> _PASSAGE GIVEN_

* START *

Swachch Bharat policy should go some way towards preserving the health of the nation

“No one knows why the
willow weeps
With its hair dank to the stream
But Bachchoo is glad the
willow keeps
Its secret — unlike
The bore who describes
his dream”
From Moby Dikra (A Parsi Opera)


An article in an English newspaper says that the citizens of Delhi and perhaps other cities will now be paid a rupee every time they volunteer to use a public toilet. The article didn’t say how this scheme is to be implemented. As part of Prime Minister Narendra Modi’s Gandhian promise to clean up India’s streets and unsanitary urban surroundings, the government will, of course, foot the bill.

I suppose, even with the world troubled by terrorism, earthquakes, shady football and cricket deals, corruption, starvation, literary prizes and other disasters, this piece of news attracted the attention of a British editor because in Britain one pays increasing amounts to use public toilets. When I first came to Britain the charge for entrance to a public toilet was famously a penny. An attendant collected the fee and let you in. Over the years, this fee has increased in quantum leaps and now stands at 20 or even 30 pence — which is 20 or 30 rupees!

* END *

[Entries on locating named things]
* START *

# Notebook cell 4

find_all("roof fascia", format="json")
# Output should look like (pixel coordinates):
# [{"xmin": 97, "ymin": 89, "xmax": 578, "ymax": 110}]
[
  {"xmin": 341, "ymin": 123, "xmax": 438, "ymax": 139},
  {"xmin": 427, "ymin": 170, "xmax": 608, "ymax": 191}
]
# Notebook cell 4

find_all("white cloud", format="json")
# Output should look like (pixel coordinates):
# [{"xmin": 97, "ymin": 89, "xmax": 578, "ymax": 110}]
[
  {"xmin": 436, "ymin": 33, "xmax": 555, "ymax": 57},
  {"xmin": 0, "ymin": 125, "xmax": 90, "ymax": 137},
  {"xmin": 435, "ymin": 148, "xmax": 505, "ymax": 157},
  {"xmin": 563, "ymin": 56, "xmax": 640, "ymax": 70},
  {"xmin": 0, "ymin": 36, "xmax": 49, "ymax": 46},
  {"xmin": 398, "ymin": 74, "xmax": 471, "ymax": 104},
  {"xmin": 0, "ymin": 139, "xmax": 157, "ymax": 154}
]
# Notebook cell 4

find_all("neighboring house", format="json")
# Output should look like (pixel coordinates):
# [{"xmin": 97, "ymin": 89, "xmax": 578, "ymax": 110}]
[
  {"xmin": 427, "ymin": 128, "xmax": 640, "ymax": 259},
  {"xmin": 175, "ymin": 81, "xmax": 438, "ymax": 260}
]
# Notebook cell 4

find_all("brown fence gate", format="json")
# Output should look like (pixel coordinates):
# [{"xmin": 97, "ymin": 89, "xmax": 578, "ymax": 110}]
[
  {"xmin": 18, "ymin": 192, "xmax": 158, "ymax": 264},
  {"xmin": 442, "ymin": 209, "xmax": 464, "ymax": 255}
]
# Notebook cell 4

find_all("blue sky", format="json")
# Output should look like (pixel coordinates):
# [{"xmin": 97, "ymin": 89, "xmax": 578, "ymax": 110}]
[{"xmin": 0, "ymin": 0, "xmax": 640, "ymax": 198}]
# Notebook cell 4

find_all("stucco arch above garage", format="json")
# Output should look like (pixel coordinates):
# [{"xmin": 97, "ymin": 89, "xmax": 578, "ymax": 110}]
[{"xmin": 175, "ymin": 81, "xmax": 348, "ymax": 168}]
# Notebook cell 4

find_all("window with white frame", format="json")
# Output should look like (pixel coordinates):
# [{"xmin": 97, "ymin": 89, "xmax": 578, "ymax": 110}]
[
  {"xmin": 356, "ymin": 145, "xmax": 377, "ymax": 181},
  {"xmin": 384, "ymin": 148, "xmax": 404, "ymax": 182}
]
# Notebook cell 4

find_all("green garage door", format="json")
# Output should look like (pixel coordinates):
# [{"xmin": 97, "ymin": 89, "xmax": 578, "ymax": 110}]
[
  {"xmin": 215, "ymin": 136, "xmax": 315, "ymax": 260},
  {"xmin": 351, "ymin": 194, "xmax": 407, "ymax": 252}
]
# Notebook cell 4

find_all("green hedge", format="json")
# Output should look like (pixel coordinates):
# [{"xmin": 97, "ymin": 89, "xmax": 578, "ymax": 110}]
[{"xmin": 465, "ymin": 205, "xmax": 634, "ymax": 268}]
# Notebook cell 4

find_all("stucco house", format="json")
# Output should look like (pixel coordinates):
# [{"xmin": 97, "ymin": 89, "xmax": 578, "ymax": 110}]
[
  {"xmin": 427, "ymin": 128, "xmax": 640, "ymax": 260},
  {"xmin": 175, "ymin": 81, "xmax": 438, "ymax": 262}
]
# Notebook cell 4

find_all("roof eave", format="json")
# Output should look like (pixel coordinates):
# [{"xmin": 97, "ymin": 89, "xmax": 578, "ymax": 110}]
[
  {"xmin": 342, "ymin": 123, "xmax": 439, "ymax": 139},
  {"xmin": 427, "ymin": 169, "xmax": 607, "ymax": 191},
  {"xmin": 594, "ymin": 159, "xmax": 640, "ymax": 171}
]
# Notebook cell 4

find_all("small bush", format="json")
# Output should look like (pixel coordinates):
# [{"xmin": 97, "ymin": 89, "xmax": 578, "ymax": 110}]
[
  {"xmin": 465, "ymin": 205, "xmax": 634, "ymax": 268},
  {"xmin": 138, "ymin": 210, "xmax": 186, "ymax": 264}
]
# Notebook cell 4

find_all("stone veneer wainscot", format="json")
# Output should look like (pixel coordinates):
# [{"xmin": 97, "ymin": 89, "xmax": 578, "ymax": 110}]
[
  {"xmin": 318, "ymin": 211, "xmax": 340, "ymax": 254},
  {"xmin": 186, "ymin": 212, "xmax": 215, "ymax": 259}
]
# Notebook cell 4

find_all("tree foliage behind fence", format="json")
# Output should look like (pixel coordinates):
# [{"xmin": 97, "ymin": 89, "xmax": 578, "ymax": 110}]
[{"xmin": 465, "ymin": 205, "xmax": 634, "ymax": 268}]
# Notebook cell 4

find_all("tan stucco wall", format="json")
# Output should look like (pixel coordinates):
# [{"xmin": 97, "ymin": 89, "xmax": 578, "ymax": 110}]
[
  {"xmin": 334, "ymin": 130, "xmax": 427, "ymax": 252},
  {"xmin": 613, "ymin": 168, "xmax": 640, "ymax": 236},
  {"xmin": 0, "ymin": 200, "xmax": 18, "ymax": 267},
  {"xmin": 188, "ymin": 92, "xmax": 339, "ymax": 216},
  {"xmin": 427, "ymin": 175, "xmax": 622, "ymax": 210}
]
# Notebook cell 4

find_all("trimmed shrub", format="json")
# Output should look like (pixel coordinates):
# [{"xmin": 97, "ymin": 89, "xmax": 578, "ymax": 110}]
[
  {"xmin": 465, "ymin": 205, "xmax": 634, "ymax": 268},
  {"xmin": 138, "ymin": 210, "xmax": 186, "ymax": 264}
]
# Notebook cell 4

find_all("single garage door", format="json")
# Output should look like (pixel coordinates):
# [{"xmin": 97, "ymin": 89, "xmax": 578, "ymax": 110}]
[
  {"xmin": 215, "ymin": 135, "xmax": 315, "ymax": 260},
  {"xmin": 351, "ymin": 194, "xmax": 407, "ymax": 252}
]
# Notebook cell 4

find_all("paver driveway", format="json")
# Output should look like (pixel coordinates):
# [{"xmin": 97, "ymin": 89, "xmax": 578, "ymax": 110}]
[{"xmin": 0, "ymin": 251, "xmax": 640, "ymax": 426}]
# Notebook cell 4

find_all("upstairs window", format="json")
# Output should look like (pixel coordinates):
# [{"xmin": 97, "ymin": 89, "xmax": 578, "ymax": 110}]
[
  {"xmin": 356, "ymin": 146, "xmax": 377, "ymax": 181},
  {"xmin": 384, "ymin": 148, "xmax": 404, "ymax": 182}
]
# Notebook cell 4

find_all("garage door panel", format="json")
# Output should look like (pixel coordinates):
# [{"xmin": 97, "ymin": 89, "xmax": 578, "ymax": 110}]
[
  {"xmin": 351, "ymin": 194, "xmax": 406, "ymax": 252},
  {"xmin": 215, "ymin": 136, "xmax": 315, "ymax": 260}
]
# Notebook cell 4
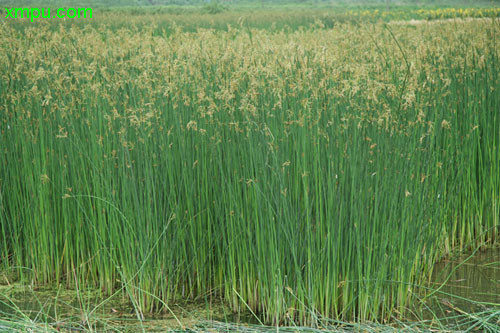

* END *

> _SET OF TASKS_
1. List each of the troubles that the piece on the Swachch Bharat policy names as troubling the world, leaving out the closing catch-all phrase.
2. Repeat word for word the part of the piece on the Swachch Bharat policy that opens with the words containing "Swachch Bharat policy" and closes with "(A Parsi Opera)".

> _FINAL RESULTS_
1.
Terrorism
Earthquakes
Shady football and cricket deals
Corruption
Starvation
Literary prizes

2.
Swachch Bharat policy should go some way towards preserving the health of the nation

“No one knows why the
willow weeps
With its hair dank to the stream
But Bachchoo is glad the
willow keeps
Its secret — unlike
The bore who describes
his dream”
From Moby Dikra (A Parsi Opera)